GOAL:
Can you format the entire listing below as a JSON list of strings, with one string per line and blank lines omitted?

--- EXERCISE MATERIAL ---

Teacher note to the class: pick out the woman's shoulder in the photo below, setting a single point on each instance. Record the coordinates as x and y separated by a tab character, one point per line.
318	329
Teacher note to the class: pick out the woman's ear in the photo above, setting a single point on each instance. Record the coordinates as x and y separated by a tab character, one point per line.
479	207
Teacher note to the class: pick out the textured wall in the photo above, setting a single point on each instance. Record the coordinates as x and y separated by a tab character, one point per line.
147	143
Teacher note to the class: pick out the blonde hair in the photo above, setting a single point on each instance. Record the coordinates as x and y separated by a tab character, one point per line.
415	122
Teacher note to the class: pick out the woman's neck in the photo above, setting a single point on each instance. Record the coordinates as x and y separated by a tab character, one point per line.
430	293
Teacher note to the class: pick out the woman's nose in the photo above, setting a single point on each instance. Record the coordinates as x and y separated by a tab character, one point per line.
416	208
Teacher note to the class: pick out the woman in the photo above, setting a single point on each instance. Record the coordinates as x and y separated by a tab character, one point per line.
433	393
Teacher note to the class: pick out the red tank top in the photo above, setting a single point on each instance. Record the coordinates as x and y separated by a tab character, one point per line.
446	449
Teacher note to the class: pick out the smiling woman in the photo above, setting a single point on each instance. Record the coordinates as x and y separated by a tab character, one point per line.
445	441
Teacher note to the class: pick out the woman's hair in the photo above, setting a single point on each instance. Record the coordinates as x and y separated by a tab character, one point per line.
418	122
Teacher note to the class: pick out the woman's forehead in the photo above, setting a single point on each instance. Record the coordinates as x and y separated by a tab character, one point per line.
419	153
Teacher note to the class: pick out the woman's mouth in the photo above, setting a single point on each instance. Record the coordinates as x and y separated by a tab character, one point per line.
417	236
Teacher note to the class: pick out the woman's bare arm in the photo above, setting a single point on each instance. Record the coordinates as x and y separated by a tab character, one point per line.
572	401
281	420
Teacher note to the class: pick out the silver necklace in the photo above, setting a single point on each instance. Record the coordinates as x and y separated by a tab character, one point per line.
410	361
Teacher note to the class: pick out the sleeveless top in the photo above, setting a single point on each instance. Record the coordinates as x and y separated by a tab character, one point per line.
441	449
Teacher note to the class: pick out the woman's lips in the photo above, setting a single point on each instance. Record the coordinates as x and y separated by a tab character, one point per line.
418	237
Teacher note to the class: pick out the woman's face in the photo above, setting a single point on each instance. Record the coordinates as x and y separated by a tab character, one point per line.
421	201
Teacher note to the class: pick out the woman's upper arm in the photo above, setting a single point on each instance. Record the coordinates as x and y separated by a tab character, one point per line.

---

TASK ANSWER:
[
  "Teacher note to the class: pick out the woman's shoulder in the photo below, setting a single point on each instance. Record the coordinates as x and y separated by a tab character, one point per line.",
  "318\t329",
  "Teacher note to the class: pick out the woman's ear in the photo above, setting a single point on each instance. Record the coordinates as x and y separated by a tab character, one point per line.",
  "479\t207",
  "Teacher note to the class: pick out the textured wall in the photo above, setting a single point on each instance. Record the coordinates as x and y separated by a tab character, one point per line.",
  "147\t143",
  "Teacher note to the class: pick out the blonde hair in the photo above, setting a single point on each instance. Record the coordinates as x and y separated by a tab character, one point per line.",
  "415\t122",
  "Teacher note to the class: pick out the woman's neck in the photo above, setting a single point on each instance. Record the coordinates as x and y separated by a tab character, one point per line.",
  "430\t293",
  "Teacher note to the class: pick out the woman's nose in the photo above, setting a single point on each instance. Record the coordinates as x and y separated by a tab character, one point per line.",
  "416\t208",
  "Teacher note to the class: pick out the woman in the photo above, setting a single point on each instance. Record the coordinates as x and y separated by a tab character, one point per line.",
  "433\t393",
  "Teacher note to the class: pick out the red tank top in the photo above, setting a single point on each instance. Record the coordinates as x and y separated by a tab character, one point per line.",
  "446\t449",
  "Teacher note to the class: pick out the smiling woman in the photo above, setting a single point on each instance. Record the coordinates as x and y separated by a tab character, one point per line.",
  "445\t441",
  "Teacher note to the class: pick out the woman's hair in the photo above, setting a single point on each instance. Record the coordinates as x and y separated by a tab character, one point per line.",
  "418\t122",
  "Teacher note to the class: pick out the woman's forehead in the photo above, setting a single point on each instance. Record the coordinates as x and y separated by a tab character, one point per line.",
  "419\t153",
  "Teacher note to the class: pick out the woman's mouth in the photo above, setting a single point on each instance. Record the coordinates as x and y separated by a tab character, one point per line.",
  "417\t236",
  "Teacher note to the class: pick out the woman's bare arm in the photo above, setting a single point on each instance. Record the coordinates as x and y separated by a tab character, one point per line.",
  "572\t401",
  "281\t420",
  "Teacher note to the class: pick out the silver necklace in the photo above, setting a single point on each instance. Record the coordinates as x and y separated by a tab character, one point per line.",
  "410\t361",
  "Teacher note to the class: pick out the sleeveless top in the photo above, setting a single point on each instance. Record the coordinates as x and y separated by a tab character, one point per line.",
  "441\t449",
  "Teacher note to the class: pick out the woman's lips in the photo above, setting a single point on each instance. Record the coordinates as x and y separated by a tab character, one point per line.",
  "418\t237",
  "Teacher note to the class: pick out the woman's face in the photo above, setting a single point on each instance. Record the coordinates as x and y separated by a tab character, one point per line.",
  "421\t201",
  "Teacher note to the class: pick out the woman's upper arm in the photo above, setting a single point on each instance. Record the coordinates as x and y separated by a tab character, one point per line."
]